Records from a data collection
START
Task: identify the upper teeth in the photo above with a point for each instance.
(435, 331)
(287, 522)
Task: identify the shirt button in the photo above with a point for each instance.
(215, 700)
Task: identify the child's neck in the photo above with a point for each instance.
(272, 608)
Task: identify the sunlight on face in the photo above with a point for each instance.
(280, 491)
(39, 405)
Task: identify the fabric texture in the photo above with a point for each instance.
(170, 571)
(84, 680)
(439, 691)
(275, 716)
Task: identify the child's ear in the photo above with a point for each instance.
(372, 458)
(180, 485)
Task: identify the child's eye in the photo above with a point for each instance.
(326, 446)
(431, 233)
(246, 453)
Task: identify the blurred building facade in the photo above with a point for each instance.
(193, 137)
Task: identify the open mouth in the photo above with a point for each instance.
END
*What you will do:* Render every line of the records above as a JSON list of strings, with one string per line and blank lines omitted.

*Full solution:*
[
  "Task: identify the upper teeth in the photo above with a point for each instance.",
  "(435, 331)",
  "(287, 522)",
  "Task: identify the shirt button in the photo above with a point for each instance.",
  "(215, 700)",
  "Task: identify the child's neck in the photo above with a point for each instance.",
  "(272, 608)",
  "Task: identify the sunlight on face in the photo above with a point for each instance.",
  "(280, 491)",
  "(39, 405)",
  "Task: identify the fabric texture in the photo above with a point for each instance.",
  "(170, 571)",
  "(84, 680)",
  "(439, 691)",
  "(275, 716)",
  "Task: identify the child's ear in the photo above with a point for each instance.",
  "(372, 458)",
  "(180, 485)",
  "Task: identify the child's eye in the photo above with a point for each instance.",
  "(326, 446)",
  "(431, 233)",
  "(246, 453)",
  "Task: identify the blurred building facade in the photo above with a point for each instance.",
  "(193, 137)",
  "Task: identify the open mouth in the photo above with a point for each instance."
]